> What to produce
Would you transcribe all of the data exactly, down to the last character?

Raw records

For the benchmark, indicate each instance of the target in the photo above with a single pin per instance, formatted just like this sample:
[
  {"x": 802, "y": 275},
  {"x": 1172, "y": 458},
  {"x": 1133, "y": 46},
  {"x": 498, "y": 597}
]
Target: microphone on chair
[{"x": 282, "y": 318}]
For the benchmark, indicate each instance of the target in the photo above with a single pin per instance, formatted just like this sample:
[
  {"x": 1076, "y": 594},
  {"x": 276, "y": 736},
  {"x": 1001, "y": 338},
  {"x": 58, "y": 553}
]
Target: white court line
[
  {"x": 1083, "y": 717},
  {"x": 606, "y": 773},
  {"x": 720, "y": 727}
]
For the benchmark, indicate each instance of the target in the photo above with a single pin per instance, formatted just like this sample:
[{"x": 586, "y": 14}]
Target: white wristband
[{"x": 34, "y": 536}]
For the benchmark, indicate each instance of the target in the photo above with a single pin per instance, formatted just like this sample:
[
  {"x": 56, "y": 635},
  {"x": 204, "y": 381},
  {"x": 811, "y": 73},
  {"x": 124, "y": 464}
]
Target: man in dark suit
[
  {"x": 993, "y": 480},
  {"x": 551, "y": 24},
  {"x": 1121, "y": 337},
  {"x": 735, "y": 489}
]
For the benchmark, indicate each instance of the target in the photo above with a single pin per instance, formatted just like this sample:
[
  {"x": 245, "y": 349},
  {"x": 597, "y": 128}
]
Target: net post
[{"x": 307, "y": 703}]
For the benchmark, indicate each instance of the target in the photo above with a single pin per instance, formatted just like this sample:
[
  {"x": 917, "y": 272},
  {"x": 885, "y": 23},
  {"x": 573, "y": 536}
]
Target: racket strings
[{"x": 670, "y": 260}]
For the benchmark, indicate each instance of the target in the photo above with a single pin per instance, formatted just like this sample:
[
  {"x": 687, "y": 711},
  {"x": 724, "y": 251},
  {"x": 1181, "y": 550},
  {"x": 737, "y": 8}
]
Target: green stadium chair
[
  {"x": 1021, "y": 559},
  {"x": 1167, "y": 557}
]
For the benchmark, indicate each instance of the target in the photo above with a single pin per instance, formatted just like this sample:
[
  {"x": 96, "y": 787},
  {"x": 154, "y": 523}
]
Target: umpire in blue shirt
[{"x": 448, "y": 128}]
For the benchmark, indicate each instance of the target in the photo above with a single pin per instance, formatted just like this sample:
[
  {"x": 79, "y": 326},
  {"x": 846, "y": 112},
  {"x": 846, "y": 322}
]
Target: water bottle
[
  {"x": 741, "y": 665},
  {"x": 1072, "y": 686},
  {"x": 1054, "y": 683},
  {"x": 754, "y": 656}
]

> Response to this task
For the benchmark, indicate each instance of the target in the photo above with a single pin per instance, formatted just like this sample:
[
  {"x": 802, "y": 275},
  {"x": 1172, "y": 458},
  {"x": 1133, "y": 46},
  {"x": 498, "y": 597}
]
Target: microphone on chair
[{"x": 282, "y": 318}]
For the benchmark, indicate each instance of the target in the photo above with a single pin per instance, formatted just like this sample:
[
  {"x": 1076, "y": 594},
  {"x": 276, "y": 736},
  {"x": 1001, "y": 338},
  {"x": 58, "y": 553}
]
Target: white court line
[
  {"x": 1083, "y": 717},
  {"x": 606, "y": 773},
  {"x": 720, "y": 727}
]
For the benchmark, indicate each instance of the target in the photo above with a single pin per instance, formatted just like this sample:
[{"x": 586, "y": 14}]
Target: white wristband
[{"x": 34, "y": 536}]
For the benchmark, indicate each instance of the target in the photo above with a single pin per instance, formatted just like this sample:
[
  {"x": 56, "y": 635},
  {"x": 204, "y": 381},
  {"x": 811, "y": 73},
  {"x": 124, "y": 464}
]
Target: man in dark suit
[
  {"x": 993, "y": 480},
  {"x": 551, "y": 24},
  {"x": 1121, "y": 337},
  {"x": 735, "y": 489}
]
For the benchmark, indicate each instance of the target in the photo above with a single pin per instance, formatted just like this sample:
[
  {"x": 245, "y": 349},
  {"x": 597, "y": 128}
]
Target: net post
[{"x": 307, "y": 703}]
For the benchmark, indicate each instance of the target in the photo above with a single pin per instance, formatted just like this sample:
[
  {"x": 917, "y": 272},
  {"x": 885, "y": 23},
  {"x": 573, "y": 536}
]
Target: racket strings
[{"x": 670, "y": 260}]
For the benchmark, indicate each instance of the target in the photo above with a single pin per instance, formatted just like this sample:
[
  {"x": 687, "y": 711},
  {"x": 724, "y": 251},
  {"x": 1181, "y": 550},
  {"x": 737, "y": 8}
]
Target: green stadium chair
[
  {"x": 1021, "y": 559},
  {"x": 1167, "y": 557}
]
For the benchmark, indicate each instance of the target in the photo above with a single pin per instance, formatted just like this sample:
[
  {"x": 96, "y": 787},
  {"x": 154, "y": 523}
]
Target: umpire in blue shirt
[{"x": 448, "y": 128}]
For the benchmark, indicate each instance of the target in the photo above with a single pin per instance, formatted just like this sample:
[
  {"x": 79, "y": 326},
  {"x": 846, "y": 112},
  {"x": 846, "y": 322}
]
Target: water bottle
[
  {"x": 741, "y": 665},
  {"x": 1072, "y": 686},
  {"x": 1054, "y": 683},
  {"x": 754, "y": 656}
]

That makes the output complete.